▸ 任务说明 1:
从下方各行中筛选出含有字符串“sedan”的每一行,逐行照抄,区分大小写。

▸ 引用文本:
○ ○ ○ ○ ○ ○ ○

本篇文章节选自Keogh2018年的著作《A Play of Bodies: How We Perceive Videogames》,他在书中综合了莫里斯·梅洛-庞蒂、凯瑟琳·海尔斯和薇薇安·索布切克的观点,提出了电子游戏体验现象学(phenomenology of videogame experience)的概念。他认为电子游戏创造了一个控制论式的「玩家与电子游戏的聚合体」( assemblage that is the player-and-videogame),玩家经由一系列的身体过程参与到游玩之中。
布伦丹·基奥(Brendan Keogh),昆士兰理工大学数字媒体研究中心首席研究员,研究重点为电子游戏制作与消费文化。著有《A Play of Bodies: How We Perceive Videogames》和《The Videogame Industry Does Not Exist》。同时他也是一名独立游戏开发者。可点击跳转他的itch页面。Keogh在 X 上也非常活跃(@BRKeogh)。

○ ○ ○ ○ ○ ○ ○

▸ 所列条目:
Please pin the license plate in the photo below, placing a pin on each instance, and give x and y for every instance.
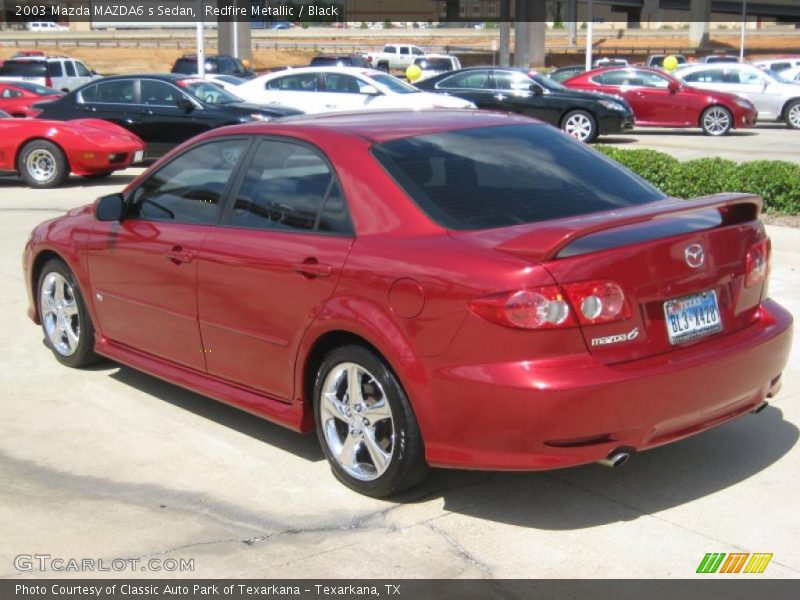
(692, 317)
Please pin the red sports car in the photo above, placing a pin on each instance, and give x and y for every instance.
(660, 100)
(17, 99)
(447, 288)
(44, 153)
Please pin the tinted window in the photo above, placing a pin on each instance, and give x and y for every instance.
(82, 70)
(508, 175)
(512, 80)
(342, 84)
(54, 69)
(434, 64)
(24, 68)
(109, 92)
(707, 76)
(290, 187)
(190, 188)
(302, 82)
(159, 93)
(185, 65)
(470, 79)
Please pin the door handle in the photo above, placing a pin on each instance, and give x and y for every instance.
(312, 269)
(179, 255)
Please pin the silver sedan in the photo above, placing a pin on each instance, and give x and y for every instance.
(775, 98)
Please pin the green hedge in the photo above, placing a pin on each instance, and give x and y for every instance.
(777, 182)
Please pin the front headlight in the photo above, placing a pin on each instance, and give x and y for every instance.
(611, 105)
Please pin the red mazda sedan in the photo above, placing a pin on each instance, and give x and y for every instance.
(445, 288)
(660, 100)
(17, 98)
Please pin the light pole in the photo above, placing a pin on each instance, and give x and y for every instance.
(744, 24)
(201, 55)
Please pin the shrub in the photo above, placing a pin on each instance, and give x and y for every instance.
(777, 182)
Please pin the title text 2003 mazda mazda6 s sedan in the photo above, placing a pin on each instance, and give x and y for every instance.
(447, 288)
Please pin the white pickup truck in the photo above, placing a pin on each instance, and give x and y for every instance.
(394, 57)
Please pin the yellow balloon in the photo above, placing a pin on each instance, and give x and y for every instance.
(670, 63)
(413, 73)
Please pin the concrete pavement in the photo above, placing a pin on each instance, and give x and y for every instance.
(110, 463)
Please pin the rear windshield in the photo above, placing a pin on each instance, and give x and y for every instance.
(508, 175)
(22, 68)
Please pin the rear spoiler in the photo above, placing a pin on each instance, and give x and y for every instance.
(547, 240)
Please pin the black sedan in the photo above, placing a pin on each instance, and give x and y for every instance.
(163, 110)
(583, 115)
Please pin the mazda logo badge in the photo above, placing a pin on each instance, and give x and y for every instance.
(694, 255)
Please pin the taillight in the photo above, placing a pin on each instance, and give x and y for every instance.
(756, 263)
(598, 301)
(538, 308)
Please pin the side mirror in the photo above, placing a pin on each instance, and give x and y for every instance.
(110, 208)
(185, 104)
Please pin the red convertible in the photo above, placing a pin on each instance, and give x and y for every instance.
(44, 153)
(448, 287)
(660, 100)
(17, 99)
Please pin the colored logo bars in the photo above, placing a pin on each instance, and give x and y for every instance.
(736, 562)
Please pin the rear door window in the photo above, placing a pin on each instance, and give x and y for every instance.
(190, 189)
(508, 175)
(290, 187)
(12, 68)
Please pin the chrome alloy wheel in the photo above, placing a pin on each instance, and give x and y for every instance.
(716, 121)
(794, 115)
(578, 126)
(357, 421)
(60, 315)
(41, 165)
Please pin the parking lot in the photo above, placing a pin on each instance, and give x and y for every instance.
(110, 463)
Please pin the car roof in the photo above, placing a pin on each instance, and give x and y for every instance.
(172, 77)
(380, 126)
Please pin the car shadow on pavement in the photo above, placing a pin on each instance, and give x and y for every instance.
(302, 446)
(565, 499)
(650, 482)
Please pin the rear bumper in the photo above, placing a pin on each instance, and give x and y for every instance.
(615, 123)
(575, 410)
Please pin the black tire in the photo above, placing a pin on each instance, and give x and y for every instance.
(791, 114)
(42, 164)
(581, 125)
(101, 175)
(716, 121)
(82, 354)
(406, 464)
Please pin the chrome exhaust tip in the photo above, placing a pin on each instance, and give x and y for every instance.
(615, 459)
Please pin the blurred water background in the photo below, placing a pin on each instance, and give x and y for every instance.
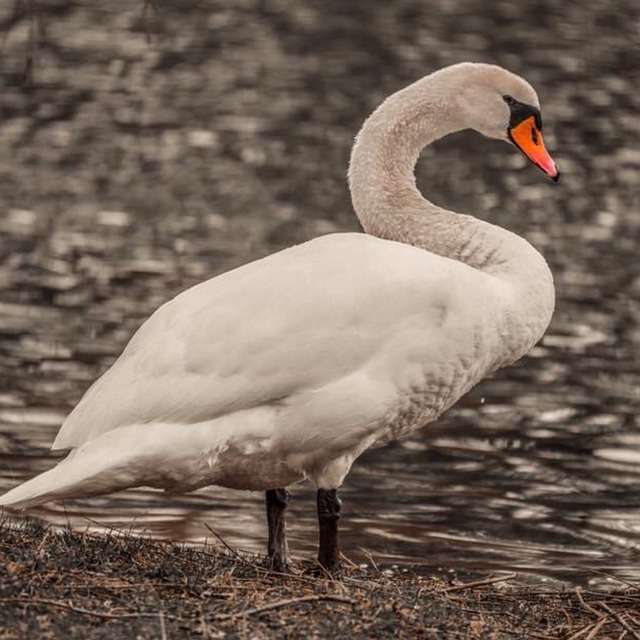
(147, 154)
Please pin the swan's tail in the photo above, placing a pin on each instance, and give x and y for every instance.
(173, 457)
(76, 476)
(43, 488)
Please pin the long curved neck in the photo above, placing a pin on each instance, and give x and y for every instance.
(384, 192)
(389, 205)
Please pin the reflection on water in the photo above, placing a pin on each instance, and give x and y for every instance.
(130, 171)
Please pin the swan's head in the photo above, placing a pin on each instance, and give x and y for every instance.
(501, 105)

○ ○ ○ ○ ○ ○ ○

▸ 任务说明 2:
请把上方介绍布伦丹·基奥的文字完整重复一遍,一字不改。

▸ 练习答案 1:
Please pin the silver sedan in the photo above, placing a pin on each instance, and give x and y for every instance.
Please pin the red mazda sedan in the photo above, placing a pin on each instance, and give x and y for every instance.
Please pin the title text 2003 mazda mazda6 s sedan in the photo above, placing a pin on each instance, and give x and y for every instance.
Please pin the black sedan in the photo above, placing a pin on each instance, and give x and y for every instance.

▸ 练习答案 2:
本篇文章节选自Keogh2018年的著作《A Play of Bodies: How We Perceive Videogames》,他在书中综合了莫里斯·梅洛-庞蒂、凯瑟琳·海尔斯和薇薇安·索布切克的观点,提出了电子游戏体验现象学(phenomenology of videogame experience)的概念。他认为电子游戏创造了一个控制论式的「玩家与电子游戏的聚合体」( assemblage that is the player-and-videogame),玩家经由一系列的身体过程参与到游玩之中。
布伦丹·基奥(Brendan Keogh),昆士兰理工大学数字媒体研究中心首席研究员,研究重点为电子游戏制作与消费文化。著有《A Play of Bodies: How We Perceive Videogames》和《The Videogame Industry Does Not Exist》。同时他也是一名独立游戏开发者。可点击跳转他的itch页面。Keogh在 X 上也非常活跃(@BRKeogh)。